◆ Goal of the exercise
Can you restate the records below word for word?

◆ Position identification records
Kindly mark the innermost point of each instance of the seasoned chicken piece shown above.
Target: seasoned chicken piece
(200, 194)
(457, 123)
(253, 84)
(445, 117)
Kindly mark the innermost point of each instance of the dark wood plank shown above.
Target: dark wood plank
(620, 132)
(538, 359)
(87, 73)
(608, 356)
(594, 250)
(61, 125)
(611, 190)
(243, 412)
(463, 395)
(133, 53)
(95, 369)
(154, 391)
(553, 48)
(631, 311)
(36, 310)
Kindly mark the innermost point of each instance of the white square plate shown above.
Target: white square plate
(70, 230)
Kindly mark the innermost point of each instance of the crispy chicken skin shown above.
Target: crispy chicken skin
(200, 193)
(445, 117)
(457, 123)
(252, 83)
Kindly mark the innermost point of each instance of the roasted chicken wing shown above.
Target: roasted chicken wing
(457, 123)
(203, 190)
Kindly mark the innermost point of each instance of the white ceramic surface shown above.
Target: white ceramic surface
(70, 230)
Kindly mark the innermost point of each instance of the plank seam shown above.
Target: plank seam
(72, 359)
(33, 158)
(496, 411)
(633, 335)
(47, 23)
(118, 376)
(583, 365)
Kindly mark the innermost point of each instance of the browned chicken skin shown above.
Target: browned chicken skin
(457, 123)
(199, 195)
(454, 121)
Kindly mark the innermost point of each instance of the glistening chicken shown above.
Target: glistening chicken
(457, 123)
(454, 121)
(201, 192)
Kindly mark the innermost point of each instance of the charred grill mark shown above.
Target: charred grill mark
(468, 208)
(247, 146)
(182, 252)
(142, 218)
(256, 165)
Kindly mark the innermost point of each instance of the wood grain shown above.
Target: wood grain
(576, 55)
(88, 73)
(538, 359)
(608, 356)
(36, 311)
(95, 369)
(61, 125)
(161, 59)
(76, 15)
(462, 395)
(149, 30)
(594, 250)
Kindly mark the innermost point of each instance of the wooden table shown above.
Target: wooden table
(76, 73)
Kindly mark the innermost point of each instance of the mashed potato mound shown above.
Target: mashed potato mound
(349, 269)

◆ Written solution
Kindly mark the innermost point of each instance of the seasoned chicken piece shown above.
Target: seasoned chicken piece
(200, 194)
(457, 123)
(253, 84)
(445, 117)
Kindly mark the innermost point of each instance of the dark wood plank shown above.
Target: dark wood plank
(620, 132)
(538, 359)
(87, 73)
(608, 356)
(594, 250)
(61, 125)
(611, 190)
(243, 412)
(463, 395)
(133, 53)
(95, 369)
(154, 391)
(553, 48)
(631, 311)
(36, 310)
Kindly mark the innermost point of each instance of the white square plate shown above.
Target: white square plate
(70, 230)
Kindly mark the innermost point of each instance of the crispy chicken skin shown above.
Target: crispy chicken skin
(200, 193)
(445, 117)
(457, 123)
(252, 83)
Kindly mark the innermost point of each instance of the roasted chicken wing shown above.
Target: roasted chicken wing
(457, 123)
(203, 190)
Kindly mark the innermost point of each instance of the white ceramic surface shown above.
Target: white ceramic surface
(70, 230)
Kindly mark the innermost point of each instance of the plank seam shown above.
Target: plank seam
(72, 359)
(33, 158)
(496, 411)
(633, 335)
(47, 23)
(118, 376)
(583, 365)
Kindly mark the innermost point of each instance of the browned chicken skin shown above.
Target: browned chicken skin
(457, 123)
(199, 195)
(454, 121)
Kindly mark the innermost point of each instance of the glistening chicken shown above.
Target: glistening chicken
(457, 123)
(454, 121)
(201, 192)
Kindly mark the innermost point of each instance of the charred grill mark shown above.
Target: charred grill mark
(468, 208)
(247, 146)
(182, 252)
(142, 218)
(256, 165)
Kindly mark the innermost point of each instance of the wood grain shown above.
Target: wood grain
(576, 55)
(88, 73)
(538, 359)
(608, 356)
(36, 311)
(95, 369)
(61, 125)
(161, 59)
(76, 15)
(462, 395)
(149, 30)
(594, 250)
Kindly mark the innermost point of each instance of the wooden table shown above.
Target: wooden table
(76, 73)
Kindly mark the innermost point of each instance of the mashed potato mound shown above.
Target: mashed potato mound
(349, 269)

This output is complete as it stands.